## Data for this task
== Segment start ==

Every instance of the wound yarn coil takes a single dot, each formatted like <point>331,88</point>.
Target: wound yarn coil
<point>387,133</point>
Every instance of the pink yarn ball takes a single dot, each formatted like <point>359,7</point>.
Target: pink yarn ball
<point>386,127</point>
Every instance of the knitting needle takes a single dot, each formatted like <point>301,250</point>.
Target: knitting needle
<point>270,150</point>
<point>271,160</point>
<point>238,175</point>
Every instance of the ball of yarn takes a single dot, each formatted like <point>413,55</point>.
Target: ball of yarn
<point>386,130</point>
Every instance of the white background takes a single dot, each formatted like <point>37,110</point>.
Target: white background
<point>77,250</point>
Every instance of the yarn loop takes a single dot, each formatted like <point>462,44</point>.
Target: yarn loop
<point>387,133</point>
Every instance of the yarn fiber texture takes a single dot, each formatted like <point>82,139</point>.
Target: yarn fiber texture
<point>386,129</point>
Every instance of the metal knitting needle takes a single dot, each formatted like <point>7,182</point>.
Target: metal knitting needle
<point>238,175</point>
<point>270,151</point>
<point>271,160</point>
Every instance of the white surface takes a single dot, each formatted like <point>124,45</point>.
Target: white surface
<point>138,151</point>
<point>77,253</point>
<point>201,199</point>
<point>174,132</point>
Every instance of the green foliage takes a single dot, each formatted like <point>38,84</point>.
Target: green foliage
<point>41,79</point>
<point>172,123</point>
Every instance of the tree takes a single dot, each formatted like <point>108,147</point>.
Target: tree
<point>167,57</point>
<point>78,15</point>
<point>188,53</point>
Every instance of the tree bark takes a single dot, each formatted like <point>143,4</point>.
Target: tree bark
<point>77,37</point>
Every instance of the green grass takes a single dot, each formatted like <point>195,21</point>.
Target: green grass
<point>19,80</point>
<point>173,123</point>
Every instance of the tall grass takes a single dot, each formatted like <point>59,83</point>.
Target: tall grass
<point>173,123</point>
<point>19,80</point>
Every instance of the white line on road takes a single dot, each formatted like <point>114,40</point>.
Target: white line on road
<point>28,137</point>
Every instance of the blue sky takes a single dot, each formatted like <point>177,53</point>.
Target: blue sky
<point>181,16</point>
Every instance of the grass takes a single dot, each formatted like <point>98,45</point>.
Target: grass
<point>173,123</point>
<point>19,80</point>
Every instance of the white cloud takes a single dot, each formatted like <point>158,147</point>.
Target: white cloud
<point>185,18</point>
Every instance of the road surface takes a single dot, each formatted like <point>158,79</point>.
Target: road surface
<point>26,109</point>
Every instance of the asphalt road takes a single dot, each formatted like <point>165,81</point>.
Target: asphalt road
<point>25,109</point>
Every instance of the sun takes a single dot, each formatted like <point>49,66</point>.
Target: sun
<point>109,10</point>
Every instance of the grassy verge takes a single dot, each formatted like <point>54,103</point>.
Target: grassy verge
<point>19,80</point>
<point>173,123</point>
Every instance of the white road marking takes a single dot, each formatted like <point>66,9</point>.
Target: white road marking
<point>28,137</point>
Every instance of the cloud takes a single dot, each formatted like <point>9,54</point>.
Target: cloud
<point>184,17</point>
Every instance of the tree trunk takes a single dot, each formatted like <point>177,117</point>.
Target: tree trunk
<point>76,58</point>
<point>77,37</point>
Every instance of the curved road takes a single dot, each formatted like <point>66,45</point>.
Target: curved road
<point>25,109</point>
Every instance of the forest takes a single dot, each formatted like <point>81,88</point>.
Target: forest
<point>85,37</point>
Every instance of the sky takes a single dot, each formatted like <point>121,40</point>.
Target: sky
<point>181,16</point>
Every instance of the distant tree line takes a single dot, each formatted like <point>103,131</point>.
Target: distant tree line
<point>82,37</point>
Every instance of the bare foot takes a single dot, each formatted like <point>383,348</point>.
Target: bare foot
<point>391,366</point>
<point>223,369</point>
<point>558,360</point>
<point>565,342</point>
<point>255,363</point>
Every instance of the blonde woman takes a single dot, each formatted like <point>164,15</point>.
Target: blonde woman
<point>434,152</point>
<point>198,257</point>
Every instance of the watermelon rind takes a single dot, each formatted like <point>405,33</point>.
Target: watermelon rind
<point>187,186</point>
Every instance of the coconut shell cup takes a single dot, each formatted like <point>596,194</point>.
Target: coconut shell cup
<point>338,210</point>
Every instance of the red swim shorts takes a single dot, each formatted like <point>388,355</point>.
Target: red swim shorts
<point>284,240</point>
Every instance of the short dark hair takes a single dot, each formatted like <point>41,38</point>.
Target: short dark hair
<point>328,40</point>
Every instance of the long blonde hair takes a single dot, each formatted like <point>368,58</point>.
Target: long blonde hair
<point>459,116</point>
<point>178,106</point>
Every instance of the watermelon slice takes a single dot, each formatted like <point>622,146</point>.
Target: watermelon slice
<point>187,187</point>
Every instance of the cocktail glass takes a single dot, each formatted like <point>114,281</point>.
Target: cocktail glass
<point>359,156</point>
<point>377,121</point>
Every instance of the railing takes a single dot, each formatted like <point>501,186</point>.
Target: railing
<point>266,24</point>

== Segment end ==

## About this task
Set down the entries above once more, verbatim.

## Exercise answer
Every instance of the wound yarn coil takes a single dot, each formatted like <point>331,88</point>.
Target: wound yarn coil
<point>387,133</point>
Every instance of the pink yarn ball takes a single dot, each formatted like <point>359,7</point>.
Target: pink yarn ball
<point>386,127</point>
Every instance of the knitting needle takes a single dot, each formatted like <point>301,250</point>.
Target: knitting needle
<point>270,150</point>
<point>271,160</point>
<point>238,175</point>
Every instance of the ball of yarn takes a single dot, each formatted like <point>413,55</point>.
Target: ball of yarn
<point>386,130</point>
Every instance of the white background takes a single dot, each formatted like <point>37,110</point>.
Target: white background
<point>77,250</point>
Every instance of the yarn loop takes a single dot, each formatted like <point>462,44</point>.
Target: yarn loop
<point>387,133</point>
Every instance of the yarn fiber texture takes a single dot, each formatted like <point>82,139</point>.
Target: yarn fiber texture
<point>386,129</point>
Every instance of the metal knitting needle takes a single dot, each formatted like <point>7,182</point>.
Target: metal knitting needle
<point>238,175</point>
<point>270,151</point>
<point>271,160</point>
Every instance of the white surface takes a single dot, each formatted like <point>124,45</point>.
Target: white surface
<point>138,151</point>
<point>77,253</point>
<point>201,199</point>
<point>174,132</point>
Every instance of the green foliage takes a single dot, each formatted like <point>38,84</point>.
Target: green foliage
<point>41,79</point>
<point>172,123</point>
Every instance of the tree takes a single dot, each formatted like <point>108,147</point>.
Target: tree
<point>167,57</point>
<point>78,15</point>
<point>188,53</point>
Every instance of the tree bark takes a single dot, each formatted like <point>143,4</point>.
Target: tree bark
<point>77,37</point>
Every instance of the green grass takes a single dot, each formatted like <point>195,21</point>.
Target: green grass
<point>19,80</point>
<point>173,123</point>
Every instance of the tall grass takes a single dot, each formatted like <point>59,83</point>.
Target: tall grass
<point>173,123</point>
<point>19,80</point>
Every instance of the white line on road takes a single dot, each formatted like <point>114,40</point>.
Target: white line on road
<point>28,137</point>
Every instance of the blue sky takes a single dot, each formatted like <point>177,53</point>.
Target: blue sky
<point>181,16</point>
Every instance of the grass takes a single dot, each formatted like <point>98,45</point>.
Target: grass
<point>173,123</point>
<point>19,80</point>
Every instance of the white cloud takes a single dot, each formatted like <point>158,147</point>.
Target: white cloud
<point>185,18</point>
Every instance of the road surface takes a single dot, each formatted like <point>158,79</point>.
Target: road surface
<point>26,109</point>
Every instance of the asphalt road takes a single dot, each formatted like <point>165,81</point>.
Target: asphalt road
<point>25,109</point>
Every instance of the sun takes a single dot, each formatted like <point>49,66</point>.
Target: sun
<point>109,10</point>
Every instance of the grassy verge takes a single dot, each formatted like <point>54,103</point>.
Target: grassy verge
<point>19,80</point>
<point>173,123</point>
Every instance of the white road marking takes a single dot, each formatted like <point>66,9</point>.
Target: white road marking
<point>28,137</point>
Every instance of the cloud takes a single dot, each formatted like <point>9,54</point>.
Target: cloud
<point>184,17</point>
Every instance of the tree trunk takes a single dot, each formatted like <point>177,117</point>.
Target: tree trunk
<point>76,58</point>
<point>77,37</point>
Every instance of the curved road takes a single dot, each formatted like <point>66,45</point>.
Target: curved road
<point>25,109</point>
Every instance of the forest takes a single dot, each formatted like <point>81,88</point>.
Target: forest
<point>85,37</point>
Every instance of the sky takes a single dot, each formatted like <point>121,40</point>.
Target: sky
<point>181,16</point>
Every instance of the distant tree line takes a single dot, each formatted like <point>103,131</point>.
Target: distant tree line
<point>82,37</point>
Every instance of the bare foot takes a single dot, each formatted like <point>383,348</point>.
Target: bare foot
<point>391,366</point>
<point>223,369</point>
<point>558,360</point>
<point>565,342</point>
<point>255,363</point>
Every instance of the blonde woman takes a single dot, each formatted like <point>164,15</point>.
Target: blonde woman
<point>434,152</point>
<point>198,257</point>
Every instance of the watermelon rind takes a single dot, each formatted like <point>405,33</point>.
Target: watermelon rind
<point>187,186</point>
Every instance of the coconut shell cup takes a single dot, each formatted like <point>596,194</point>.
Target: coconut shell cup
<point>338,210</point>
Every instance of the red swim shorts takes a single dot, each formatted like <point>388,355</point>.
Target: red swim shorts
<point>284,240</point>
Every instance of the short dark hair takes a single dot, each formatted like <point>41,38</point>.
Target: short dark hair
<point>328,40</point>
Every instance of the long blonde hair takes a single dot, each formatted like <point>368,58</point>.
Target: long blonde hair
<point>459,116</point>
<point>178,106</point>
Every instance of the watermelon slice takes a single dot, each formatted like <point>622,146</point>.
Target: watermelon slice
<point>187,187</point>
Every instance of the cocktail glass takes a single dot, each formatted like <point>114,281</point>.
Target: cocktail glass
<point>359,156</point>
<point>377,121</point>
Every instance of the railing takes a single dot, each formatted like <point>501,186</point>.
Target: railing
<point>266,24</point>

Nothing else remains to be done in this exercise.